| Текст документа |
Помню, на премьере «8 1/2» один интервьюер спросил меня: а что, может быть, именно в этом возрасте я имел первое половое сношение? Ну конечно, ответил я. Вопрос, глупость которого предусматривала адекватно глупый ответ. Он был принят всерьез, напечатан и с тех пор много раз перепечатывался. Меня и посейчас продолжают допрашивать по этому поводу. Похоже, мне так и не удастся рассчитаться с этой репликой раз и навсегда. И она будет преследовать меня до гробовой доски. Что ж, похоже, единственный способ покончить с этим недоразумением — это заявить: «Совершенно верно, «8 1/2» именно это и означает».

В Италии меня сделали предметом многих ученых штудий. Поначалу восторженное преклонение исследователей-энтузиастов не может не импонировать, но, спрашивается, как с ним жить дальше? Как не уронить свое достоинство в глазах людей, открыв рот вслушивающихся в каждое ваше слово? В конце концов это начинает утомлять. Посудите сами: все вокруг ждут, что вы, вы сами будете бесконечно давать одни и те же ответы на одни и те же вопросы. Это тяжелый груз. А разочаровывать людей не хочется.

Мне вовсе не хочется, чтобы количество слов, сказанных мною о том, что я сделал в кино, превысило сумму того, что я сделал. С какой стати мне слышать о себе: «Феллини — комментатор своих фильмов равнозначен Феллини-кинорежиссеру»?

Друзья знают, что преувеличить, расцветить, приукрасить что-либо — моя слабость. Некоторые даже считают, что я не пРочь солгать. А для меня очевидно одно: лучше всего я чувствую себя в мире моих фантазий.

| Исходные материалы |

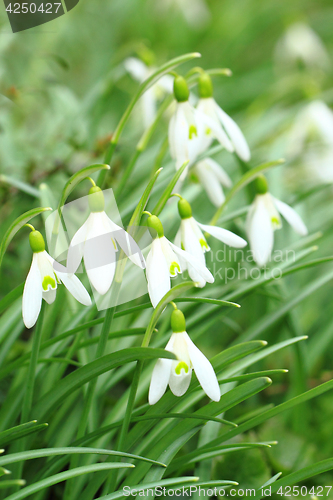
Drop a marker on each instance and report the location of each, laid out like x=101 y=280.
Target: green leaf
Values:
x=51 y=452
x=246 y=179
x=92 y=370
x=20 y=431
x=63 y=476
x=168 y=297
x=168 y=190
x=16 y=226
x=22 y=186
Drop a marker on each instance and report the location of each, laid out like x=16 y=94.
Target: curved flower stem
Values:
x=28 y=395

| Задание |
Повторите слово в слово кусок отрывка о Феллини от «Друзья знают, что» до «мире моих фантазий.» включительно. Эти пункты не имеют отношения к отрывку о Феллини.

| Ответ |
Друзья знают, что преувеличить, расцветить, приукрасить что-либо — моя слабость. Некоторые даже считают, что я не пРочь солгать. А для меня очевидно одно: лучше всего я чувствую себя в мире моих фантазий.